# INSTRUCTIONS FOR THE TASK:
Please reproduce the lines below word for word, from the first one through the line that contains "75L164 94L163 94L163".

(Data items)
##########
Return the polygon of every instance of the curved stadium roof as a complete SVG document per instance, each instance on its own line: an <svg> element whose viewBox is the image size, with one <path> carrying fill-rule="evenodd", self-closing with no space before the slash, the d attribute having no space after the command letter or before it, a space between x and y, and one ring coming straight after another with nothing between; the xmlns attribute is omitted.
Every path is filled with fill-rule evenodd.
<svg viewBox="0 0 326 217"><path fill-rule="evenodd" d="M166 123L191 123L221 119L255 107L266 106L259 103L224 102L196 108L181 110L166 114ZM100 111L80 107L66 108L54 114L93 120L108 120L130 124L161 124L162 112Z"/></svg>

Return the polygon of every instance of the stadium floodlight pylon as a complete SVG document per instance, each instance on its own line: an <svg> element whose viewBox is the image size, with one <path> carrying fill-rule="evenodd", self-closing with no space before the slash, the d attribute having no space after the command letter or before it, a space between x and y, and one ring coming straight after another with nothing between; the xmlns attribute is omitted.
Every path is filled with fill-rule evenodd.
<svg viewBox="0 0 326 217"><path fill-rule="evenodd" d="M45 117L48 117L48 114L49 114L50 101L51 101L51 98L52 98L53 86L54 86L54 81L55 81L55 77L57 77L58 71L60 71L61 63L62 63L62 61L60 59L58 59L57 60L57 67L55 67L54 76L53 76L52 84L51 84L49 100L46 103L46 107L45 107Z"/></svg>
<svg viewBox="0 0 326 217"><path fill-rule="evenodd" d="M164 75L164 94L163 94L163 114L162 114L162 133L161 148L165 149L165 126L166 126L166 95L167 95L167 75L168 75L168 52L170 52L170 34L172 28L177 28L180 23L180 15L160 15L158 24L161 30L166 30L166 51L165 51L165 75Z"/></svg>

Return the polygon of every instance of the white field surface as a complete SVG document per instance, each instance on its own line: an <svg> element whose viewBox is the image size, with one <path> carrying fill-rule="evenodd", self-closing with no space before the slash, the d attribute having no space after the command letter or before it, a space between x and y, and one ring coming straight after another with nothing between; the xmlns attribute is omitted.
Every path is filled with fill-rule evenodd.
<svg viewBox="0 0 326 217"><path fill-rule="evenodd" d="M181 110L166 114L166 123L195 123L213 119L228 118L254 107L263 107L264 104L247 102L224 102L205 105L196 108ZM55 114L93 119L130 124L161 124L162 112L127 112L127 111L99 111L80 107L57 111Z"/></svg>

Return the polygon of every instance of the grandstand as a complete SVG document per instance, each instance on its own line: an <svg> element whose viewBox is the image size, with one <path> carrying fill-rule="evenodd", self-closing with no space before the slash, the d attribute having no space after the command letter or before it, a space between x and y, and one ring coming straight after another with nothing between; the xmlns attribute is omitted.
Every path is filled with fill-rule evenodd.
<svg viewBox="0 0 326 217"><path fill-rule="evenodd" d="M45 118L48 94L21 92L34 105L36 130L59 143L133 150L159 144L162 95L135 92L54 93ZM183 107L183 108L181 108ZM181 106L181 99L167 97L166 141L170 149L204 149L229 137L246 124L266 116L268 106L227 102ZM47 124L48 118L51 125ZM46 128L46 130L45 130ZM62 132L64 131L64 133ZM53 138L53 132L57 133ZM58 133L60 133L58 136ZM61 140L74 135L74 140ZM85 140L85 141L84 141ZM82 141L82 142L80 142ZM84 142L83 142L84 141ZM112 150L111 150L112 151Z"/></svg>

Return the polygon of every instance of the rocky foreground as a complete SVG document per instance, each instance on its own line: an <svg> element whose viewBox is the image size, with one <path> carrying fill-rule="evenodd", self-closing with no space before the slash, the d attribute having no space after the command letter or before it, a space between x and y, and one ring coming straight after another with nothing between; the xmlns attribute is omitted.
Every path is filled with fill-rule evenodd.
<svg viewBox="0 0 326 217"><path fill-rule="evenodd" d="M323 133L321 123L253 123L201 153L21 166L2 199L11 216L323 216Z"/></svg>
##########
# RESULT BELOW:
Return the polygon of every instance of the curved stadium roof as a complete SVG document per instance, each instance on its own line: an <svg> element whose viewBox is the image size, with one <path> carrying fill-rule="evenodd", self-closing with no space before the slash, the d attribute having no space after the command letter or before it, a space between x and y, and one ring coming straight after another with nothing between; the xmlns attribute is omitted.
Every path is filled with fill-rule evenodd.
<svg viewBox="0 0 326 217"><path fill-rule="evenodd" d="M166 123L191 123L221 119L255 107L266 106L259 103L224 102L196 108L181 110L166 114ZM100 111L80 107L66 108L54 114L93 120L108 120L130 124L161 124L162 112Z"/></svg>

Return the polygon of every instance of the stadium floodlight pylon as a complete SVG document per instance, each instance on its own line: an <svg> element whose viewBox is the image size, with one <path> carrying fill-rule="evenodd", self-closing with no space before the slash, the d attribute having no space after the command letter or before it, a space between x and y, and one ring coming straight after another with nothing between; the xmlns attribute is omitted.
Every path is filled with fill-rule evenodd.
<svg viewBox="0 0 326 217"><path fill-rule="evenodd" d="M45 117L48 117L48 114L49 114L50 101L51 101L51 98L52 98L53 86L54 86L54 81L55 81L55 77L57 77L58 71L60 71L61 63L62 63L62 61L60 59L58 59L57 60L57 67L55 67L54 76L53 76L52 84L51 84L49 100L46 103L46 107L45 107Z"/></svg>
<svg viewBox="0 0 326 217"><path fill-rule="evenodd" d="M164 75L164 94L163 94L163 114L162 114L162 133L161 148L165 149L165 126L166 126L166 95L167 95L167 75L168 75L168 52L170 52L170 34L172 28L177 28L180 23L180 15L160 15L158 24L161 30L166 30L166 51L165 51L165 75Z"/></svg>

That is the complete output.